▶ [Problem to solve]: Please reproduce the material below line for line, leaving out the pictures.

▶ [Supplied information]:
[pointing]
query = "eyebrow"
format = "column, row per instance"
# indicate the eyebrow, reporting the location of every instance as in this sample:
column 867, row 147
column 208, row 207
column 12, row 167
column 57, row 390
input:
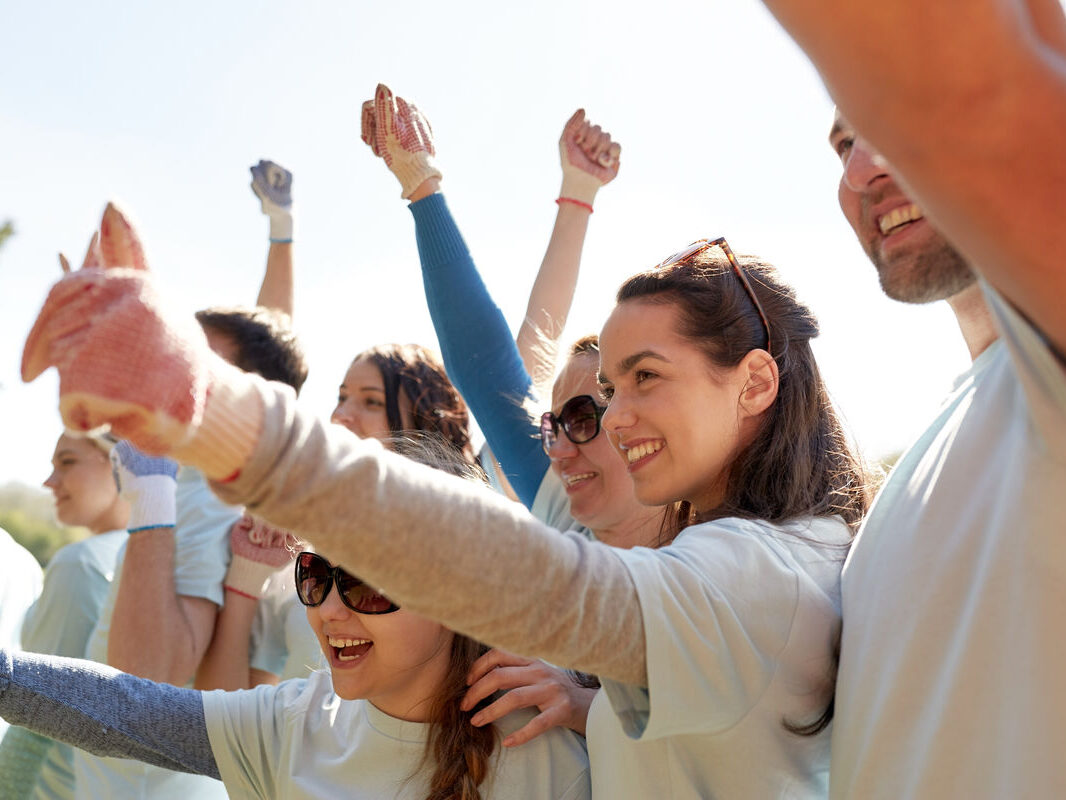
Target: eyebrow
column 631, row 361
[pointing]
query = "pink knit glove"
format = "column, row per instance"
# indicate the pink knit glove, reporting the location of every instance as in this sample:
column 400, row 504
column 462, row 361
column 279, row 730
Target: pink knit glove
column 259, row 550
column 588, row 156
column 397, row 131
column 124, row 363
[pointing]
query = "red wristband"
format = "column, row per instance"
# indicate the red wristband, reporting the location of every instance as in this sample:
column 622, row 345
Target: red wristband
column 586, row 206
column 238, row 591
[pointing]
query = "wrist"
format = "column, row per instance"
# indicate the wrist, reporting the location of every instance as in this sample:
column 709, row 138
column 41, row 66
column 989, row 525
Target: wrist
column 579, row 186
column 152, row 502
column 280, row 227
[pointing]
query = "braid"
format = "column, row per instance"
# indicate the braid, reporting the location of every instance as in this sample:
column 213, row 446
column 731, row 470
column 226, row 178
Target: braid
column 461, row 751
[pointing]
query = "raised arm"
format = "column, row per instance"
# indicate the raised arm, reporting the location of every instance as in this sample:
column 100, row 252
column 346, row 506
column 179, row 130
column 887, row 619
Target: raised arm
column 590, row 160
column 479, row 351
column 155, row 632
column 967, row 99
column 273, row 186
column 106, row 713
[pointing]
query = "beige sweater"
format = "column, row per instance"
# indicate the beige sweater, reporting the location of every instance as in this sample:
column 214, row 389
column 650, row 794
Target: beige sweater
column 442, row 546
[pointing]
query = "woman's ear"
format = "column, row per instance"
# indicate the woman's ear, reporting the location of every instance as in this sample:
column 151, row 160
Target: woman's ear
column 759, row 371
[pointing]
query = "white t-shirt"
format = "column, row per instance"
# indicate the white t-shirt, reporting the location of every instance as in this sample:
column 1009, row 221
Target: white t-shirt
column 741, row 620
column 283, row 641
column 952, row 657
column 552, row 506
column 299, row 740
column 20, row 581
column 202, row 555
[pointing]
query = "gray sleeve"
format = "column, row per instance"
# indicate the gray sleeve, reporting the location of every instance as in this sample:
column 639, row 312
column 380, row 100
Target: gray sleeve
column 443, row 547
column 106, row 712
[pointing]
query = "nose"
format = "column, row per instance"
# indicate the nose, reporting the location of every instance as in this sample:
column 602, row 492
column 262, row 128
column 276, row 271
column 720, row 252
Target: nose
column 343, row 415
column 863, row 165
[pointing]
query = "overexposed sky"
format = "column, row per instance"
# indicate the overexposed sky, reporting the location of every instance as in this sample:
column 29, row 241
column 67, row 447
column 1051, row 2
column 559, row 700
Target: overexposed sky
column 163, row 107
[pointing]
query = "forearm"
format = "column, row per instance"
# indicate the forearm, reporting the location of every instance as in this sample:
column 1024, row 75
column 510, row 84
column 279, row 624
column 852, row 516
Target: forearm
column 552, row 293
column 443, row 547
column 479, row 350
column 226, row 665
column 151, row 635
column 277, row 289
column 106, row 713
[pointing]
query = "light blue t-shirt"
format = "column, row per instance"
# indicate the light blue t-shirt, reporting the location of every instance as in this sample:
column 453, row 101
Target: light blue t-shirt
column 202, row 556
column 60, row 623
column 299, row 740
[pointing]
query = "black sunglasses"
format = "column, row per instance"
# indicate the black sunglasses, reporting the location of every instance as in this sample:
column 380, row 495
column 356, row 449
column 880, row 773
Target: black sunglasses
column 579, row 418
column 699, row 246
column 316, row 577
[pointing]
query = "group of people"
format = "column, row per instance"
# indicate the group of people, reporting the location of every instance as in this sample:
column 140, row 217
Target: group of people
column 681, row 586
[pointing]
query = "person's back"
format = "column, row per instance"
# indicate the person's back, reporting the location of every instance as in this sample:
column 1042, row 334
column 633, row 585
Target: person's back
column 956, row 566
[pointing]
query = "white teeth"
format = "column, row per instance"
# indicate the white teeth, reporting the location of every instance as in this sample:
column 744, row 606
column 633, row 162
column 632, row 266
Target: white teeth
column 645, row 448
column 899, row 217
column 577, row 478
column 334, row 642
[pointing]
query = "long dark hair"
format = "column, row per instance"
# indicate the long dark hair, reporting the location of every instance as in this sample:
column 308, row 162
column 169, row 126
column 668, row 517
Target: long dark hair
column 801, row 462
column 436, row 405
column 461, row 752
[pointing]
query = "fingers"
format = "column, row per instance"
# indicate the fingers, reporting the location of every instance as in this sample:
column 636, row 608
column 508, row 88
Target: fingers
column 93, row 254
column 574, row 126
column 119, row 245
column 367, row 132
column 490, row 660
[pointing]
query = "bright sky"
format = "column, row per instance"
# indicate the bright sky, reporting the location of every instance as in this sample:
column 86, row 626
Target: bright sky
column 164, row 107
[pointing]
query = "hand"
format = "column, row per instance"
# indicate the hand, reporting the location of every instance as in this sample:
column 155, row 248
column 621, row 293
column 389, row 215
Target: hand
column 122, row 362
column 532, row 684
column 273, row 186
column 148, row 483
column 588, row 156
column 397, row 131
column 259, row 550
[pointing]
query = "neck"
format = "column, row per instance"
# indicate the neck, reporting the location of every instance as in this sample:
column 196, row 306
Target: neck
column 974, row 319
column 641, row 529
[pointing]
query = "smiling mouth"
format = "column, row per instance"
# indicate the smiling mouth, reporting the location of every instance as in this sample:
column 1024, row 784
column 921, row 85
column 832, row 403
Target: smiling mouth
column 898, row 218
column 576, row 478
column 350, row 650
column 643, row 450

▶ [Written reply]:
[pointing]
query = "eyebrow"
format = "column, row per instance"
# indicate the eyebrow, reporting the location of every instance as in this sample:
column 867, row 147
column 208, row 207
column 12, row 167
column 57, row 390
input:
Target: eyebrow
column 631, row 361
[pointing]
query = "pink knit glove"
format = "column, row per instance"
# indicate the pink knit glove, reporting the location of every instance as in this sample:
column 400, row 504
column 462, row 361
column 279, row 730
Target: pink knit glove
column 259, row 550
column 588, row 156
column 397, row 131
column 124, row 363
[pointing]
query = "red wristband"
format = "column, row per instance"
# indicate the red wristband, reporting the location of every instance as in this sample:
column 622, row 345
Target: red wristband
column 586, row 206
column 238, row 591
[pointing]
query = "wrist"
format = "column, row per instance"
# indicate the wrist, reporting the location of every instance as in this sample:
column 709, row 138
column 41, row 66
column 989, row 525
Target: wrist
column 579, row 186
column 152, row 502
column 280, row 227
[pointing]
query = "braid"
format = "column, row per instance"
# indicate the braid, reporting the location of every instance as in this sample:
column 213, row 446
column 731, row 470
column 226, row 178
Target: braid
column 461, row 751
[pointing]
query = "raised arm"
format = "column, row per instance"
# indicate the raised arm, reporting the location of every instance as in this sample:
column 100, row 252
column 346, row 506
column 179, row 130
column 887, row 619
Target: raised arm
column 590, row 160
column 479, row 351
column 155, row 632
column 967, row 99
column 273, row 186
column 106, row 713
[pointing]
query = "beige sweater"
format = "column, row per instance"
# indicate the beige sweater, reporting the location of every instance as in this sample:
column 214, row 389
column 650, row 794
Target: beige sweater
column 442, row 546
[pointing]
query = "woman's ear"
format = "column, row per instance"
# indicate the woman's ear, reporting the location of every instance as in this sample:
column 151, row 160
Target: woman's ear
column 759, row 371
[pointing]
query = "white t-shirt"
format = "column, row per instance"
# indicate the white t-shirt, reporting the location of every instance as in this sample:
column 1009, row 221
Target: white t-shirt
column 741, row 620
column 283, row 641
column 952, row 657
column 552, row 506
column 299, row 740
column 20, row 581
column 202, row 555
[pointing]
query = "gray sleeve"
format = "column, row per instance"
# indicate the gray sleeve, reporting the location of every instance as in this sample:
column 639, row 312
column 380, row 100
Target: gray sleeve
column 443, row 547
column 106, row 712
[pointing]
query = "nose"
format = "column, row per instance"
# indicate the nose, reporting the location of every instance as in this sample:
column 602, row 492
column 262, row 128
column 276, row 271
column 720, row 252
Target: nose
column 343, row 415
column 863, row 165
[pointing]
query = "overexposed sky"
format = "column, row per instance"
# indicate the overexposed sky, reporting the location of every instance as in this sample:
column 29, row 241
column 67, row 447
column 1051, row 2
column 559, row 700
Target: overexposed sky
column 163, row 107
[pointing]
query = "forearm"
format = "column, row per instance"
# indicate the forearm, reporting the location of every instance as in this sample:
column 1024, row 75
column 510, row 84
column 279, row 624
column 852, row 516
Target: forearm
column 552, row 293
column 443, row 547
column 479, row 350
column 226, row 665
column 151, row 635
column 277, row 289
column 106, row 713
[pointing]
query = "light blue t-shirt"
format = "column, row per instance"
# indicate the light blue t-shirt, reporting the location of every instance as in this sample:
column 453, row 101
Target: light blue t-shirt
column 202, row 556
column 60, row 623
column 299, row 740
[pointing]
query = "black sunglasses"
format = "column, row per instance"
# indicate the black sunglasses, reporting the location of every instance as in this sample:
column 380, row 495
column 356, row 449
column 880, row 773
Target: black sunglasses
column 579, row 418
column 699, row 246
column 316, row 577
[pointing]
query = "group of people"
format = "column, row per instance"
# indicate the group of people, reporting the location of every instance as in this sample:
column 140, row 217
Target: group of people
column 681, row 586
[pointing]
query = "person's back"
format = "column, row per instance"
# indicate the person's back, reporting the location of every instance as in this sample:
column 1042, row 334
column 633, row 585
Target: person's back
column 956, row 566
[pointing]
query = "white teeth"
format = "column, row per instance"
# indicate the white teeth, reporting the location of every instance as in this sample:
column 744, row 606
column 633, row 162
column 632, row 266
Target: white teeth
column 645, row 448
column 899, row 217
column 577, row 478
column 334, row 642
[pointing]
query = "long dark hair"
format = "column, row per instance"
# indicate the long dark hair, reporting the location of every instance as in this sample:
column 308, row 162
column 169, row 126
column 668, row 517
Target: long dark hair
column 801, row 462
column 436, row 405
column 461, row 752
[pointing]
query = "fingers"
format = "column, row per instance"
# indicate the fingers, reporting the location of every instance as in this sample:
column 636, row 608
column 508, row 88
Target: fingers
column 93, row 254
column 574, row 126
column 119, row 245
column 367, row 132
column 490, row 660
[pointing]
query = "bright sky"
format = "column, row per instance"
# indicate the bright sky, reporting the location of every instance as in this sample:
column 86, row 626
Target: bright sky
column 164, row 107
[pointing]
query = "hand"
format = "column, row per instance"
# indicate the hand, reporting the location of every instance as in this sample:
column 155, row 248
column 621, row 293
column 389, row 215
Target: hand
column 122, row 362
column 532, row 684
column 273, row 186
column 148, row 483
column 588, row 156
column 397, row 131
column 259, row 550
[pointing]
query = "neck"
format = "column, row per instance"
# indicate the neck, reporting the location of every instance as in this sample:
column 196, row 306
Target: neck
column 974, row 319
column 641, row 529
[pointing]
query = "smiling mouth"
format = "column, row per instance"
# indicate the smiling mouth, reporting the location of every instance as in this sample:
column 1024, row 784
column 921, row 85
column 832, row 403
Target: smiling mouth
column 898, row 218
column 576, row 478
column 350, row 650
column 643, row 450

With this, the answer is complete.